PAGE TEXT =

“In a great comedy, we are always made aware of the darkness in life, but the ending must be happy or it’s not a comedy. A man’s journey to wholeness is therefore most rightly named ‘The Comedy,’ for the end is the final awareness of that love which is the joy of the universe.” – Helen M. Luke in “Dark Wood to White Rose: Journey and Transformation in Dante’s ‘Divine Comedy’”
Philip Lee Williams’ magnificent “The Divine Comics: a Vaudeville Show in Three Acts” begins and ends with Whitman Bentley, a young man with gangly legs who’s been dreaming again, perhaps to escape the fact that among the eccentrics at The School of Music, he “may be the weakest, torn with every phobia in the catalogue.”
Since the novel’s back-cover informs readers that Williams’ novel reimagines and updates Dante’s “The Divine Comedy,” we know going in that Whitman Bentley will, to put it crudely, go to hell and back, after—as Dante might put it—the eccentric second-string symphony conductor awakes to find himself in a dark wood where the right road is wholly lost and gone.
En route to the ending of “The Divine Comics,” (which is pure poetry and white rose wonderment) the reader—as well as Williams’ huge cast of dysfunctional characters—may sense that that there is no right road and that the trickster gods (known as the Divine Comics, aka “The Lords of the Inner Kingdom”) are plagued with every manner of dark joke in the catalogue. Ah, but the chapters in “The Divine Comics” are called skits for a reason.
The novel’s three sections, “Fire,” “Earth” and “Air,” match Dante’s “Inferno,” “Purgatorio,” and “Paradiso.” “Fire” focuses on a school of music, “Earth” on the followers of a lady who takes her friends on a cruise to France where they will be well paid to treat her as their queen, and “Air” on a mixed group of artists, politicians and scientists who have been assembled as honored fellows at a rich man’s Rocky Mountain retreat.

TO BE DONE =
a: Copy the review from "En route to" to "for a reason.", replacing "skits" with "sketches".
b: According to the review, what are the names of the novel's three sections?
The listing comes from a source unrelated to the review.

RAW DATA =
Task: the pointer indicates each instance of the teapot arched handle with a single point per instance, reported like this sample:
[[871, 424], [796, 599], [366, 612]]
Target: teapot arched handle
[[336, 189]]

EXPECTED OUTPUTS =
a:
En route to the ending of “The Divine Comics,” (which is pure poetry and white rose wonderment) the reader—as well as Williams’ huge cast of dysfunctional characters—may sense that that there is no right road and that the trickster gods (known as the Divine Comics, aka “The Lords of the Inner Kingdom”) are plagued with every manner of dark joke in the catalogue. Ah, but the chapters in “The Divine Comics” are called sketches for a reason.

b: "Fire," "Earth" and "Air."